**Extract provided**
===

Coronavirus: Omicron subvariant 1.5 times more contagious finds study; its severity same as original says WHO

Omicron BA.2 is more transmissible than BA.1, says a study conducted by Statens Serum Institut, which conducts infectious disease and biological threat surveillance for the Danish government. “Several countries, including Denmark, have observed the two Omicron sub variants: BA.1 and BA.2. In Denmark the latter has rapidly replaced the former as the dominant subvariant,” the study finds.

Currently, the Omicron variant of Coronavirus is the dominant infection causing variant. Reports of emergence of another virulent strain of this superspreader variant has stirred a new interest among people.

According to WHO expert the Omicron subvariant is already becoming dominant in the Philippines, Nepal, Qatar, India and Denmark. The subvariant has already been detected in 57 countries, it says.

The emerging BA.2 form of the Omicron coronavirus variant does not seem to be any more severe than the original BA.1 form, an official of the World Health Organization, Dr. Boris Pavlin, said on Tuesday, as per a report carried by the Reuters.

===

Saved data entries
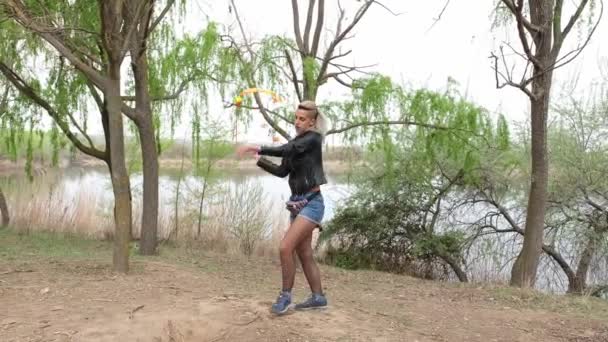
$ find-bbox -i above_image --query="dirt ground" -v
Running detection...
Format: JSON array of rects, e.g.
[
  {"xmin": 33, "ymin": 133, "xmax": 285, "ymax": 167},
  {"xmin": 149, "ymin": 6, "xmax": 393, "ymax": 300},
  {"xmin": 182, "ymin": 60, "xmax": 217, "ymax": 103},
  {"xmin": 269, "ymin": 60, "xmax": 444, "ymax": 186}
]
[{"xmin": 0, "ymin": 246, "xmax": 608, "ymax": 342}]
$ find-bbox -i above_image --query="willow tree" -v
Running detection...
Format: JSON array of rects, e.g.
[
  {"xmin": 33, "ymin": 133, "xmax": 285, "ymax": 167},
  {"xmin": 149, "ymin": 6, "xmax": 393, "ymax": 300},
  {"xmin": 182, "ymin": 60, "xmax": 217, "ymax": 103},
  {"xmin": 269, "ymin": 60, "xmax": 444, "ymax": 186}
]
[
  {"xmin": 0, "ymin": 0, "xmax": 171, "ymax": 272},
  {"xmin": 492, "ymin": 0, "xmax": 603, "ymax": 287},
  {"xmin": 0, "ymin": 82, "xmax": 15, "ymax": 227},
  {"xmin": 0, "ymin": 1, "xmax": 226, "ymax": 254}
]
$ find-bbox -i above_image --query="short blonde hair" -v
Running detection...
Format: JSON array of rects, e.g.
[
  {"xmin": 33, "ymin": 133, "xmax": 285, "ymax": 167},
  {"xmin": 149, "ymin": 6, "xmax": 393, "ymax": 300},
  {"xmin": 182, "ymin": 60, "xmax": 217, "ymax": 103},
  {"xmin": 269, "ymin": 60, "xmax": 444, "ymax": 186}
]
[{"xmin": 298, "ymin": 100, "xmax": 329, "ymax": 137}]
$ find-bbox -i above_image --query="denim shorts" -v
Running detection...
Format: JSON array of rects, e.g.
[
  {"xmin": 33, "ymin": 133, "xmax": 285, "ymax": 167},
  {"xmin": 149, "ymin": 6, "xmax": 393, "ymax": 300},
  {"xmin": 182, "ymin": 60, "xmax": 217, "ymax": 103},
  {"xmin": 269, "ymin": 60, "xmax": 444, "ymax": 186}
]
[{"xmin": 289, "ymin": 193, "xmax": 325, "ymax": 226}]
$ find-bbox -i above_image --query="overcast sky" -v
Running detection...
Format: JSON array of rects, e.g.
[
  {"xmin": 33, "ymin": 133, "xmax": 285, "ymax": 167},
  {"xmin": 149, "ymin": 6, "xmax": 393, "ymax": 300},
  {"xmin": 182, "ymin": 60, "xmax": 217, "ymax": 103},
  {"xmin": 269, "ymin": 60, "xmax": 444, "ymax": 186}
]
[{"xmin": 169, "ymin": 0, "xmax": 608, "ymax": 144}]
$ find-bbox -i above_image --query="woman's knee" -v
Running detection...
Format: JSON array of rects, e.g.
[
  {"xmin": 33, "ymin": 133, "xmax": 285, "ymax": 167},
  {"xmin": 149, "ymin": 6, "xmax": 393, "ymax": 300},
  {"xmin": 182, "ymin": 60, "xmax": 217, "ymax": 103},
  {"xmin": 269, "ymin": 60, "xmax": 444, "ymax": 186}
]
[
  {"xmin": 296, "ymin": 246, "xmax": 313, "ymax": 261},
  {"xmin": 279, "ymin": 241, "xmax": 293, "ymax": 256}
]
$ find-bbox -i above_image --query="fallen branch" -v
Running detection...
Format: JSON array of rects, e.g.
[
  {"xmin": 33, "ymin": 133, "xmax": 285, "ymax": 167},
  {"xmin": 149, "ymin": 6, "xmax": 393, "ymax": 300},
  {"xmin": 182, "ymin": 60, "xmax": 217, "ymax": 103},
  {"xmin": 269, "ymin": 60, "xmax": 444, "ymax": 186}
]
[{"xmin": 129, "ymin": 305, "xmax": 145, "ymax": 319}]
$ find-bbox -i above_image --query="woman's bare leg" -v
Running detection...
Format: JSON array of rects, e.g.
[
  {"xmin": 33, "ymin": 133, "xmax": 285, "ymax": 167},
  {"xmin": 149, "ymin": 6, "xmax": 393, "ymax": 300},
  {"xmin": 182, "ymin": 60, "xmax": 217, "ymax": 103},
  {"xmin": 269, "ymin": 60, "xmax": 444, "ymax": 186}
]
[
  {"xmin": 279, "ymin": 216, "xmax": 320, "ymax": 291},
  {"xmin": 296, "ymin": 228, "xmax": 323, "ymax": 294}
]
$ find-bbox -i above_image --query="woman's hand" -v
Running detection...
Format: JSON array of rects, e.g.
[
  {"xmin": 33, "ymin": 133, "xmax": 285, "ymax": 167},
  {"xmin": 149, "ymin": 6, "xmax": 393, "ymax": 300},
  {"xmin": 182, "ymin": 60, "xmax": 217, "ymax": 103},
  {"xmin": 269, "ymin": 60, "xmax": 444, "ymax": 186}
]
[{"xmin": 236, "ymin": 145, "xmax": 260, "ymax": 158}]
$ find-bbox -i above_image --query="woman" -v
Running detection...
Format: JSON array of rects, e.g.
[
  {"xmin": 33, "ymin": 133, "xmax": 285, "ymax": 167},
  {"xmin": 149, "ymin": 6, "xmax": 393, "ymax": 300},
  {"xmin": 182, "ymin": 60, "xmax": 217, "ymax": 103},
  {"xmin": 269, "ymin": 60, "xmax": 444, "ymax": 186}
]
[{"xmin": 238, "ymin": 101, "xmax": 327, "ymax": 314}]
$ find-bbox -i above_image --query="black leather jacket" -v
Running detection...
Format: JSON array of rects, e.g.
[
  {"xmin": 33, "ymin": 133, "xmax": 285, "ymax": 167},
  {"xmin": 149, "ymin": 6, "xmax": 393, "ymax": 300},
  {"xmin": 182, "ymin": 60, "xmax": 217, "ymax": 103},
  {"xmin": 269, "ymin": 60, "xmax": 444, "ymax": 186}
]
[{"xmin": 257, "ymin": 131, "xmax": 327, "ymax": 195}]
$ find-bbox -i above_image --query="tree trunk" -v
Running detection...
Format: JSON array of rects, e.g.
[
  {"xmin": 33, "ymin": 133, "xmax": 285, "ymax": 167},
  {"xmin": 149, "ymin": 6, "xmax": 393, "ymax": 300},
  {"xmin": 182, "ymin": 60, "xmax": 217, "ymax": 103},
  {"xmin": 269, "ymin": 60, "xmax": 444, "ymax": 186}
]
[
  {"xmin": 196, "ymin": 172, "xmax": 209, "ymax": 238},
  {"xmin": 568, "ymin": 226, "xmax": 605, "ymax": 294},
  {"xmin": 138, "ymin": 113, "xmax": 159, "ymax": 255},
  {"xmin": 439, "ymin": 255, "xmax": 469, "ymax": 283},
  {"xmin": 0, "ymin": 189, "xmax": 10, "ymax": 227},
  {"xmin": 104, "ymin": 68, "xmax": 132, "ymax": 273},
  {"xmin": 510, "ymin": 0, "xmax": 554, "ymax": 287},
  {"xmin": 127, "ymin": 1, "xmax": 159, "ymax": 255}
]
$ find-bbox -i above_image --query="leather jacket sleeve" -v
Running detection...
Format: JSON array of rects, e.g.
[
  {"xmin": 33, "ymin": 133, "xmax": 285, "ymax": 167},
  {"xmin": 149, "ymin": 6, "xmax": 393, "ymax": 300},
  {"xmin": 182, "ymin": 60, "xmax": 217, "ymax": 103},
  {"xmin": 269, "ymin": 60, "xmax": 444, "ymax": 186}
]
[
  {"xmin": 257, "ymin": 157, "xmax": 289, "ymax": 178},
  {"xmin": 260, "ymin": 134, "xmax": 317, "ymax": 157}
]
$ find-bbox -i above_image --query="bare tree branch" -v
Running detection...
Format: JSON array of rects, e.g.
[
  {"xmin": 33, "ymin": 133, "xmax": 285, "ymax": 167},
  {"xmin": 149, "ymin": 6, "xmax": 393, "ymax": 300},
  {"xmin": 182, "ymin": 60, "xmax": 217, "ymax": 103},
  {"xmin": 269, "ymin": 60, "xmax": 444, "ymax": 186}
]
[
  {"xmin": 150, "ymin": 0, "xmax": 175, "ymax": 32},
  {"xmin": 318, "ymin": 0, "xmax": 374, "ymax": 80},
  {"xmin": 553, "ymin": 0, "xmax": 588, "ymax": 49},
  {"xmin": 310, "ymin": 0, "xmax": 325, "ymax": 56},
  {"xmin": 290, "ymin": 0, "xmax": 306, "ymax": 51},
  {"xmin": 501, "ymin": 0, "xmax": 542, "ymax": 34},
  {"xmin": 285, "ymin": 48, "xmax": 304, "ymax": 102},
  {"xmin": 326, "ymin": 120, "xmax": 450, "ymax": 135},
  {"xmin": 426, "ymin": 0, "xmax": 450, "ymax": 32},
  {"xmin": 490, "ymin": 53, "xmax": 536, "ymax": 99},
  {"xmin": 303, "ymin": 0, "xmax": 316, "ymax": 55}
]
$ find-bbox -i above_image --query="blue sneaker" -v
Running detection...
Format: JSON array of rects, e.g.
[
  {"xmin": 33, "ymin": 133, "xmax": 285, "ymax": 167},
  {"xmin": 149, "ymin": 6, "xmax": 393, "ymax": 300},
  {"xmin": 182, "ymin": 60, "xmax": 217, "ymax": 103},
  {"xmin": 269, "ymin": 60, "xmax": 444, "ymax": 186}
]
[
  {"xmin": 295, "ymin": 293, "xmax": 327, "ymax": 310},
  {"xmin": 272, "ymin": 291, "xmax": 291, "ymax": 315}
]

===

**Activity list**
**A)** Change "subvariant" to "sub-variant" in the article on the Omicron subvariant, and write out the passage starting with "Coronavirus: Omicron subvariant" and going on through "interest among people.".
**B)** Continue the article on the Omicron subvariant from its last sentence.
These rows have nothing to do with the work here.

**Answers in order**
**A)**
Coronavirus: Omicron sub-variant 1.5 times more contagious finds study; its severity same as original says WHO

Omicron BA.2 is more transmissible than BA.1, says a study conducted by Statens Serum Institut, which conducts infectious disease and biological threat surveillance for the Danish government. “Several countries, including Denmark, have observed the two Omicron sub variants: BA.1 and BA.2. In Denmark the latter has rapidly replaced the former as the dominant sub-variant,” the study finds.

Currently, the Omicron variant of Coronavirus is the dominant infection causing variant. Reports of emergence of another virulent strain of this superspreader variant has stirred a new interest among people.

**B)**
In an online briefing, Dr. Boris Pavlin of the WHO’s COVID-19 Response Team has said that vaccines also continue to provide similar protection against the different forms of Omicron.

The research study has also talked about the positive effect of vaccination.”The risk of being infected (susceptibility) was higher in unvaccinated persons compared with vaccinated and booster-vaccinated household members in both BA.2 and BA.1 infected households, underlining a positive effect of vaccination towards both Omicron variants,” the study says.

With fresh reports emerging about the new subvariant, information is being sought on whether this variant is dangerous and should be of concern or not. Based on the data from Denmark, Dr Pavlin has said that there appears to be no difference in disease severity. The WHO expert’s statement holds that the subvariant is not likely to cause severe disease upon infection.

“Although BA.2 has the potential to replace BA.1 globally,” he said and added that looking at other countries where BA.2 is now overtaking, we’re not seeing any higher bumps in hospitalization than expected.

The study estimated the transmission dynamics of BA.1 and BA.2 in over 8,000 households between late December 2021 and early January 2022.

“Vaccination is profoundly protective against severe disease, including for Omicron. BA.2 is rapidly replacing BA.1. Its impact is unlikely to be substantial, although more data are needed,” the WHO expert said.